**Task to complete**
Whenever a line of the listing contains the string "below", return that line.

-- Dataset records follows --

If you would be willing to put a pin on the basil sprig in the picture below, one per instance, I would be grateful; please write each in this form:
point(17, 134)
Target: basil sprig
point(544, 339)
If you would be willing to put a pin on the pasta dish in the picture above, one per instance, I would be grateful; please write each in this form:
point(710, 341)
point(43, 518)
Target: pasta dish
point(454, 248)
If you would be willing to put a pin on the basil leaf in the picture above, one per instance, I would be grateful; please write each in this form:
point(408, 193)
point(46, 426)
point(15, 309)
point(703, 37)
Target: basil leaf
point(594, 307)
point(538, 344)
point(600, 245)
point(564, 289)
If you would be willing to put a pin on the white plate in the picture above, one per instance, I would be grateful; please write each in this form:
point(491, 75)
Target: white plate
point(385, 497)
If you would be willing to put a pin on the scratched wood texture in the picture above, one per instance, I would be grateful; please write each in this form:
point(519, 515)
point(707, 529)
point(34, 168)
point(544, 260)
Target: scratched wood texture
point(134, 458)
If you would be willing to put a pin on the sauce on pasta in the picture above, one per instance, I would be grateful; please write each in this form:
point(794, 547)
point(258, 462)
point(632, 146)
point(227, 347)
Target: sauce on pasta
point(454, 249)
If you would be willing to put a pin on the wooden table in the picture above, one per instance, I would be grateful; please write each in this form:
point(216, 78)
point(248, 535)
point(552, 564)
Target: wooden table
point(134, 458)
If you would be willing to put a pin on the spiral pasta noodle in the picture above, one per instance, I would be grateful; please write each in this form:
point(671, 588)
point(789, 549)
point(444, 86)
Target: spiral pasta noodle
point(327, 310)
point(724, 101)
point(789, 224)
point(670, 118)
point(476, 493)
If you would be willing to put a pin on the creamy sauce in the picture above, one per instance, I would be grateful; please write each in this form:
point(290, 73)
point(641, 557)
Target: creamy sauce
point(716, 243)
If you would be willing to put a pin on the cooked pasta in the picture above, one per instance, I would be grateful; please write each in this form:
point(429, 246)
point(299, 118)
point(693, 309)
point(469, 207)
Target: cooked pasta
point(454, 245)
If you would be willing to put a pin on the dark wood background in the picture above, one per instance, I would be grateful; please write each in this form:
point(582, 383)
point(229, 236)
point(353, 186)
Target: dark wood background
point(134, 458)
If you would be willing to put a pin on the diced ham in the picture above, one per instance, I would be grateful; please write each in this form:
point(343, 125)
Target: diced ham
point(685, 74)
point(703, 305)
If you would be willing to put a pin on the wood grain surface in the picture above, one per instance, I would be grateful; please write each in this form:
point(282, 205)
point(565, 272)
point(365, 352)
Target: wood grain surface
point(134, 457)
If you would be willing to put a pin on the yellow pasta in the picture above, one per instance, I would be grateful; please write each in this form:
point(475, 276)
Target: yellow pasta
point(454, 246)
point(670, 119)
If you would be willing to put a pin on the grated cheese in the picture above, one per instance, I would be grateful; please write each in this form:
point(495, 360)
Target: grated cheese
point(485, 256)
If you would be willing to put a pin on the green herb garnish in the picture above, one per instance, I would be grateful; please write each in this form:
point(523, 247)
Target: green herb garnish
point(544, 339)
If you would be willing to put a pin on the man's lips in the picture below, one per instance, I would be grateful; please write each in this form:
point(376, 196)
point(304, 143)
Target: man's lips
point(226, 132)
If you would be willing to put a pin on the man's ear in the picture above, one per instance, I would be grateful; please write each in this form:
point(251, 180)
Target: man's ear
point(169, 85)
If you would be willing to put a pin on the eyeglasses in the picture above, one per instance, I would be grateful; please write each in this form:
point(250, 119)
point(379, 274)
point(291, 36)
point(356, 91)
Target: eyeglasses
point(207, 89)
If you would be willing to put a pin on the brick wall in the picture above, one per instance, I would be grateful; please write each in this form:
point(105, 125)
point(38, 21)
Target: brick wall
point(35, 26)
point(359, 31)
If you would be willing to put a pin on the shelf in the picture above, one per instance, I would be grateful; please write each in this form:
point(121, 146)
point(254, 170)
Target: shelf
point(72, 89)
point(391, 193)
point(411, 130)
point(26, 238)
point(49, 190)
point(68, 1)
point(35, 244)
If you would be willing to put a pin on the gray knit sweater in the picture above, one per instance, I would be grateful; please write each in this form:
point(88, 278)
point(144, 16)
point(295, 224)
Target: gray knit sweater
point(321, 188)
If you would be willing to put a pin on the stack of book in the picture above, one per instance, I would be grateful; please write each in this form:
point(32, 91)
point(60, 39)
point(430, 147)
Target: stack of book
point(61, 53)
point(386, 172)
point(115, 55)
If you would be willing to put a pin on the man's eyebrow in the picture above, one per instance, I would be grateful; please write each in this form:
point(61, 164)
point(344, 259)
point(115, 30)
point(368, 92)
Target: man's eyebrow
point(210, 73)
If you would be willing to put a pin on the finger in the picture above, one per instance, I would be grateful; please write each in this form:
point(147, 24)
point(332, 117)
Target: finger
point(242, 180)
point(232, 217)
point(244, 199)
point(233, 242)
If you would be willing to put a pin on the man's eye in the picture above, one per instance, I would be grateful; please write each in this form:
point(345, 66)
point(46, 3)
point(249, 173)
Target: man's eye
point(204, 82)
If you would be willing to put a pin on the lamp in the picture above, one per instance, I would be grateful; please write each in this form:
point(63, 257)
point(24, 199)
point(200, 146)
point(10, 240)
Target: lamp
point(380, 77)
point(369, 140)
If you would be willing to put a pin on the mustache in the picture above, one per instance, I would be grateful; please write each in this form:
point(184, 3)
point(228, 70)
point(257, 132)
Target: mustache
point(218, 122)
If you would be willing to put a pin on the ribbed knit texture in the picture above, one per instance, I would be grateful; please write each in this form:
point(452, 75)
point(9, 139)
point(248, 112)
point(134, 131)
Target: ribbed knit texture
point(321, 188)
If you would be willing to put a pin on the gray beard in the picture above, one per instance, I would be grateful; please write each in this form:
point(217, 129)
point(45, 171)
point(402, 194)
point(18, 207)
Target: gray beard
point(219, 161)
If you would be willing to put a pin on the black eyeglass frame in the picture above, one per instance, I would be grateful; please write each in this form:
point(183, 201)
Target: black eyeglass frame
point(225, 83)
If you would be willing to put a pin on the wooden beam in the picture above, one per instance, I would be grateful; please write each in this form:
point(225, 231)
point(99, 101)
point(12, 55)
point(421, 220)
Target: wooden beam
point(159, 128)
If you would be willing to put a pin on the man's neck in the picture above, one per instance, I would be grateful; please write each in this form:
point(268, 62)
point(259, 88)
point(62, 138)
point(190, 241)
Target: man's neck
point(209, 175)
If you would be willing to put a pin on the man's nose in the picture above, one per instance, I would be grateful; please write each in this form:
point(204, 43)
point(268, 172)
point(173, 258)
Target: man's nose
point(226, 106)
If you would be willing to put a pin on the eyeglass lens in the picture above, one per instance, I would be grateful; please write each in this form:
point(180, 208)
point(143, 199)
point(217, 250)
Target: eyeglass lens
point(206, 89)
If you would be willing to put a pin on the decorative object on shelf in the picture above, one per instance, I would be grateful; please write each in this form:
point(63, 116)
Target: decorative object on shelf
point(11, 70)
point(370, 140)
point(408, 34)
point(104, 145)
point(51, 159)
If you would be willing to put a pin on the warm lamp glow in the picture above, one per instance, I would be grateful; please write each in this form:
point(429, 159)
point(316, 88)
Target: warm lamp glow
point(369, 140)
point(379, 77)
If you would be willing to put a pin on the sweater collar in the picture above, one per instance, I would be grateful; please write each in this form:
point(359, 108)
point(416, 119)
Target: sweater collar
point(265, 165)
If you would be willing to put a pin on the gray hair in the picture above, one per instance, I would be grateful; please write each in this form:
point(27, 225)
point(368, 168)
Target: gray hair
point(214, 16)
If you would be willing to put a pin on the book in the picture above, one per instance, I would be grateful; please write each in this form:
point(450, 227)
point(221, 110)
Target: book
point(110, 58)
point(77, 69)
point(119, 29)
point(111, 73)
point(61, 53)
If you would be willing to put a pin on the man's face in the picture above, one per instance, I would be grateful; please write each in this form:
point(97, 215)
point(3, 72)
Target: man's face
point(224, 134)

-- Dataset records concluded --

**Solution for this problem**
If you would be willing to put a pin on the basil sprig in the picture below, one per instance, I would be grateful; please write each in this form:
If you would be willing to put a pin on the man's lips in the picture below, one per instance, I would be grateful; please write each in this form:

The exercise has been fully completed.